- [Data for this task]:
┌──
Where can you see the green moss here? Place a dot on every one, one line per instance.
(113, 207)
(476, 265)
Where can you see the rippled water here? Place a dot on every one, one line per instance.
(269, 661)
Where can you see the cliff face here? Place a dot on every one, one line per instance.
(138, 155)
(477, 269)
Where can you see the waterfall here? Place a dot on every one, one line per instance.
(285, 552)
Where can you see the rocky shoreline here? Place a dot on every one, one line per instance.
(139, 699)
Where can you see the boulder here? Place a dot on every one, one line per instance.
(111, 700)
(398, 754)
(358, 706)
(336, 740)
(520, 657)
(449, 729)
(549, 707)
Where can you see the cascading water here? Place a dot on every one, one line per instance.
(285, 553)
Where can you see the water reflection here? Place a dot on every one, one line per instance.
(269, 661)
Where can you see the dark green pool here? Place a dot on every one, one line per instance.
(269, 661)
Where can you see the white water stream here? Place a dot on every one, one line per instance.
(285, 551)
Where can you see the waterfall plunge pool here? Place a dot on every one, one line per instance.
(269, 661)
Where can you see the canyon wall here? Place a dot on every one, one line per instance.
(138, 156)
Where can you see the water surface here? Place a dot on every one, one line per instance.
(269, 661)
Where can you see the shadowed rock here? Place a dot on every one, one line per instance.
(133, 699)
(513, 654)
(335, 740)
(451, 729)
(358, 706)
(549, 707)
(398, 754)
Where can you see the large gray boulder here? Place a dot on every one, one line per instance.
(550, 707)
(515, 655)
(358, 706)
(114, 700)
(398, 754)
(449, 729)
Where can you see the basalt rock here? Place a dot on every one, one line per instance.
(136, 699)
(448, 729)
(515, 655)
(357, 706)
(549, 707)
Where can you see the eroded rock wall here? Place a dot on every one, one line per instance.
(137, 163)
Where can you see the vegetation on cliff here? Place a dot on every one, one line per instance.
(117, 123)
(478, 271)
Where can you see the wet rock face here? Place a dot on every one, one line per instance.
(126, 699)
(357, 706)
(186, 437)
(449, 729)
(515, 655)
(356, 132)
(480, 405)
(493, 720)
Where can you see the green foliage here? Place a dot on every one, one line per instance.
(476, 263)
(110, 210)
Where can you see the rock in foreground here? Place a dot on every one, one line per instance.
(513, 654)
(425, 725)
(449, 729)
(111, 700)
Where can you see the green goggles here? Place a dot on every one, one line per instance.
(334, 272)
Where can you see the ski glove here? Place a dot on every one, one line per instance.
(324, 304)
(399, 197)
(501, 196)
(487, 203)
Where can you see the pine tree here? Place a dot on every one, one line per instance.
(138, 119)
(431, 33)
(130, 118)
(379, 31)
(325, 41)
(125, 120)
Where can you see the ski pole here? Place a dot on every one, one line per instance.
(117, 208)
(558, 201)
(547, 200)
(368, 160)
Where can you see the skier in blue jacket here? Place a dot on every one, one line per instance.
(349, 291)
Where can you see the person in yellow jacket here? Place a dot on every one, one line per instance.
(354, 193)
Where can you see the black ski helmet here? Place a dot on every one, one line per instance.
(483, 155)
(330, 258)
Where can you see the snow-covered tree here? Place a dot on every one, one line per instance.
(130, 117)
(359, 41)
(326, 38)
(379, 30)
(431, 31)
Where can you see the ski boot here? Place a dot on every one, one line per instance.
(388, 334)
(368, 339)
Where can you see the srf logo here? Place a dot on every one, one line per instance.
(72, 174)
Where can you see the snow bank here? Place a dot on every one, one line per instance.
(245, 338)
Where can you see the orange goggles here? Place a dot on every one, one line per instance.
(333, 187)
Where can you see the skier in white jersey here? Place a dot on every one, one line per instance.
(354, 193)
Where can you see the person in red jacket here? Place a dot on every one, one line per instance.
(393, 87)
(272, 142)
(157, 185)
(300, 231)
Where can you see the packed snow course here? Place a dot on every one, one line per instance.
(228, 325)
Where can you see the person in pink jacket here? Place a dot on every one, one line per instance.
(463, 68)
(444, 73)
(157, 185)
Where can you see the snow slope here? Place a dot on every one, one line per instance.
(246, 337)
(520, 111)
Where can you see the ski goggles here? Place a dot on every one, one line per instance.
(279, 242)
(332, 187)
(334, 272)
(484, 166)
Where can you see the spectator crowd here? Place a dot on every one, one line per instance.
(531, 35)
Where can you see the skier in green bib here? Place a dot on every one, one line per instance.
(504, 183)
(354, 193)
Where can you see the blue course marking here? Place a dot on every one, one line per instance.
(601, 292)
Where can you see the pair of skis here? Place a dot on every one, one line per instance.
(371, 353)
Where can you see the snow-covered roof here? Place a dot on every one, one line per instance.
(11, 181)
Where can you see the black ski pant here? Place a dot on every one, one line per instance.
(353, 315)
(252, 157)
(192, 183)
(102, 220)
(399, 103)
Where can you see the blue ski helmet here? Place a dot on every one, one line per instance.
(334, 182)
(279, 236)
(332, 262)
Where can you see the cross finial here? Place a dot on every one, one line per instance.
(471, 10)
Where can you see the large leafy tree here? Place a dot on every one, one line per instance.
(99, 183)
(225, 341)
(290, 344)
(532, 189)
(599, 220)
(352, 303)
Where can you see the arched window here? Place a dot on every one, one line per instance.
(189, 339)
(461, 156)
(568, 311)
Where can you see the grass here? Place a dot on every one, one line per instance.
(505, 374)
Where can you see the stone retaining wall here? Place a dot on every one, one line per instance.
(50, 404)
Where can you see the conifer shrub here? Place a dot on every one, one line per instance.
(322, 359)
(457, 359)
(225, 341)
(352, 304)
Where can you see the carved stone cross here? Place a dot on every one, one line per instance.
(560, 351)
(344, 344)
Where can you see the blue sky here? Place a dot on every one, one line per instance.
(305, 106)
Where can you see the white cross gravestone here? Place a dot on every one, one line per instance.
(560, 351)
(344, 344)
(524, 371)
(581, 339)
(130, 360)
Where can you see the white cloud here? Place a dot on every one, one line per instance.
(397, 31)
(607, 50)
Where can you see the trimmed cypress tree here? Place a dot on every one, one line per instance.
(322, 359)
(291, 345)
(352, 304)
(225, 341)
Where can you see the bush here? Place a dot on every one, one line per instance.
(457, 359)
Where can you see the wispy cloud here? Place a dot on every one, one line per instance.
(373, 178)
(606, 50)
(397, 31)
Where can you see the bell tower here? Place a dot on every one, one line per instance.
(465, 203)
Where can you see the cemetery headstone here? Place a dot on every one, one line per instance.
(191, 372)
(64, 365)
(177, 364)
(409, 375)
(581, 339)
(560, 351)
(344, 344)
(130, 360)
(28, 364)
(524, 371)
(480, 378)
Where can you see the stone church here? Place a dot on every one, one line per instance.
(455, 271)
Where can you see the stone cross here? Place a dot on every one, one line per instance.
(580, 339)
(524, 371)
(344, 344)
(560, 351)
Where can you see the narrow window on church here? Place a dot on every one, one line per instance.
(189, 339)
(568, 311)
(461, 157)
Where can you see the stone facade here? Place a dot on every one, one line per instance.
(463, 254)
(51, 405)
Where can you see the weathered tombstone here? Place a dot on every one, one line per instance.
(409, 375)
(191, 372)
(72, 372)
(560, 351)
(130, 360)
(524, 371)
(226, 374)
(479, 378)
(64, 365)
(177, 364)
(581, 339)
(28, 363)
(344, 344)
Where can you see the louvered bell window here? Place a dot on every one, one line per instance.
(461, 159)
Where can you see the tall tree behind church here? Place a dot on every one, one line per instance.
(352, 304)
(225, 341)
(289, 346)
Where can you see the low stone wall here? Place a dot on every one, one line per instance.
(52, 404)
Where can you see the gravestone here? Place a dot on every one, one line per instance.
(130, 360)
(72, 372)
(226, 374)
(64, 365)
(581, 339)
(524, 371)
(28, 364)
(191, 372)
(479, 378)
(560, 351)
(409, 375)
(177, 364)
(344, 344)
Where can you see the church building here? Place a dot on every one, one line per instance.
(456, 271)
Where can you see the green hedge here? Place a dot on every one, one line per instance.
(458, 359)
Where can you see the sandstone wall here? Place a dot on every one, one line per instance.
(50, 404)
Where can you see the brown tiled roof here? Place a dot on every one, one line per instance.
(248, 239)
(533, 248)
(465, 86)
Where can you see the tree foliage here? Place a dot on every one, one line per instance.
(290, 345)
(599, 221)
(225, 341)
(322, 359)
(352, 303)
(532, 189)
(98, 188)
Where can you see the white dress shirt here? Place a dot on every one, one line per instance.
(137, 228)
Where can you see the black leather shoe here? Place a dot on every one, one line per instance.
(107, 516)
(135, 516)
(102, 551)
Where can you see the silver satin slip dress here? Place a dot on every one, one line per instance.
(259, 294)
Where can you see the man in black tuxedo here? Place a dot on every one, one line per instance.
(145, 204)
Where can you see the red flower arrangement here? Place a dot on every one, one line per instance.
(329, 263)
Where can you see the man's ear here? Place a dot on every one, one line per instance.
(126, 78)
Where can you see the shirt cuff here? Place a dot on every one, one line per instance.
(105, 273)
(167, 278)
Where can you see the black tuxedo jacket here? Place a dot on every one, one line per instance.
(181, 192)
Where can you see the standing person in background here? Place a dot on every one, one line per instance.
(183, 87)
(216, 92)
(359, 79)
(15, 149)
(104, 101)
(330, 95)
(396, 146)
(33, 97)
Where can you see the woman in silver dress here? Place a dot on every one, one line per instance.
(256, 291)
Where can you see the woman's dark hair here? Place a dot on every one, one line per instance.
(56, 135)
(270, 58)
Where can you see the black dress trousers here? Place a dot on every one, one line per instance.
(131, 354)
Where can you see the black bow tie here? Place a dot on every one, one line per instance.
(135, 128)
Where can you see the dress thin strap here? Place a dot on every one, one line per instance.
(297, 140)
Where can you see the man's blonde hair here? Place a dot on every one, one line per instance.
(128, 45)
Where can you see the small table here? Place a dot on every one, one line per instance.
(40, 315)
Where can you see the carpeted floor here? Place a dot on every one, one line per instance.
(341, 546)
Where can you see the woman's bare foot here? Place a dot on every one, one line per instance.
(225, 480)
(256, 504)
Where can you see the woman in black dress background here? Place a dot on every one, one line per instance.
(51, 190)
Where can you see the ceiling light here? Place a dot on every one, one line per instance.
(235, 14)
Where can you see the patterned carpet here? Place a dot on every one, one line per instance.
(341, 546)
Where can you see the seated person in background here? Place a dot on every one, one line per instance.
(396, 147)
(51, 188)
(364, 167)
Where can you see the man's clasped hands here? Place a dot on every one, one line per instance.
└──
- [Work to do]: Write the lines out verbatim, from the one with "Where can you see the woman in black" through the last line of the entries, and stop there.

- [Output of the task]:
Where can you see the woman in black dress background here? Place a dot on every one, one line per instance.
(51, 190)
Where can you see the ceiling light here? Place a dot on every one, one line per instance.
(235, 14)
Where can you see the patterned carpet here? Place a dot on every one, one line per instance.
(341, 546)
Where can you see the seated person in background here? Place a dot on every one, one line per instance.
(396, 147)
(51, 188)
(364, 167)
Where can you see the man's clasped hands here? Place a dot on every one, one line per instance.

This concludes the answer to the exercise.